• **Work instructions**
Swap "Mark a dot" for "Place a pin" throughout the data below and write it all out again with nothing else changed. Leave the pictures out.

• **Data excerpts**
########################################
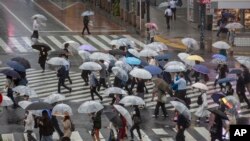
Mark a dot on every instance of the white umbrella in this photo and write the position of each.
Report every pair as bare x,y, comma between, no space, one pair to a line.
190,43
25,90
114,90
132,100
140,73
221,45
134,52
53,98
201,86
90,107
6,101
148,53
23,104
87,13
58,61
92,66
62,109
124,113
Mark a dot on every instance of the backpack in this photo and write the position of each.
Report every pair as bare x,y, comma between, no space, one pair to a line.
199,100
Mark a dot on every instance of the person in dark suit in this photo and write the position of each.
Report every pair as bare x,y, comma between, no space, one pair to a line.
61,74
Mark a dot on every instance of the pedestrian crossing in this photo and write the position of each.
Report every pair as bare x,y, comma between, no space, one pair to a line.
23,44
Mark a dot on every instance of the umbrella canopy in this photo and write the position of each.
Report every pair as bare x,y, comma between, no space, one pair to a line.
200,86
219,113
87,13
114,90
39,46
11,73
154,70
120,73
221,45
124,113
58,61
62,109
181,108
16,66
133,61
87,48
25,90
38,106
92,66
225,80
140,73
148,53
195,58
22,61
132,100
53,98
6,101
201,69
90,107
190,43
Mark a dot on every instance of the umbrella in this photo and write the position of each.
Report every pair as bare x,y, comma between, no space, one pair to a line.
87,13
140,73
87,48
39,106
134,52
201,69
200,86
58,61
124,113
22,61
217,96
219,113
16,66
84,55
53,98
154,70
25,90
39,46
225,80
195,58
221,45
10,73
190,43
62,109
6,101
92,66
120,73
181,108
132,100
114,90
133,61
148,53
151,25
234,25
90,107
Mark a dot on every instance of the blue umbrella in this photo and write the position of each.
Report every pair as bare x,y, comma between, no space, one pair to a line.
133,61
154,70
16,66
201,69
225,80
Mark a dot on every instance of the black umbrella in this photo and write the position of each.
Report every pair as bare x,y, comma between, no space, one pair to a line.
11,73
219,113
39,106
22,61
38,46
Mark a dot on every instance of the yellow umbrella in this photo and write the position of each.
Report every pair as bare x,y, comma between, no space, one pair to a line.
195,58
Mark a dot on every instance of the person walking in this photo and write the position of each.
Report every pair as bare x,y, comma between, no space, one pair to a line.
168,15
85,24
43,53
########################################
• **Written answer**
Place a pin on every instance of the white umbrella in this photo and write the position of each.
Report every pair as bare x,y, comma between, no space, one pair to a line.
190,43
25,90
114,90
132,100
140,73
221,45
134,52
53,98
201,86
90,107
6,101
148,53
23,104
87,13
58,61
92,66
62,109
124,113
Place a pin on every instance of the backpack in this photo and write the position of each.
Report every pair as bare x,y, comma between, no space, one pair to a line.
199,100
Place a pin on every instance of the person in dark suit in this photo and write the position of each.
Report every pair as bare x,y, comma between, no space, one pair to a line.
61,74
Place a pin on every instance of the pedestrian crossing in this photo and write the position of each.
Report every pair as bare x,y, comma between, no space, one pair to a line.
23,44
Place a pin on every instance of the umbrella canopy in this photo and write the position of each.
Report every pair as bare x,y, comma between, no space, one pair to a line.
200,86
219,113
87,13
114,90
39,46
11,73
154,70
120,73
221,45
124,113
58,61
62,109
181,108
16,66
133,61
87,48
25,90
38,106
92,66
225,80
140,73
148,53
195,58
22,61
132,100
53,98
6,101
201,69
90,107
190,43
Place a pin on every instance of the umbrella in this photo and write the position of each.
Report every pair as bare x,y, comma between, no space, one pair to a line.
87,13
140,73
87,48
39,106
134,52
201,69
200,86
58,61
124,113
22,61
217,96
219,113
16,66
84,55
53,98
154,70
25,90
39,46
225,80
195,58
221,45
10,73
190,43
62,109
6,101
92,66
120,73
181,108
132,100
114,90
133,61
148,53
151,25
234,25
90,107
Place a pin on every instance of the blue umbrella in this photo and write the position of each.
Report every pair as bare x,y, comma between, no space, one pair to a line.
133,61
154,70
16,66
201,69
225,80
Place a pin on every instance of the black umbrella in this photo and write the position of each.
Report every pair as bare x,y, comma between, no space, one pair to a line.
11,73
219,113
39,106
22,61
38,46
Place a pin on every instance of the yellow umbrella in this photo and write the position of each.
Report every pair as bare x,y, comma between, no space, one pair to a line.
195,58
Place a pin on every instance of the person walking in this photo and write the position of each.
Report every pair as bare x,y, comma between, no space, one pair to a line.
168,15
85,24
43,53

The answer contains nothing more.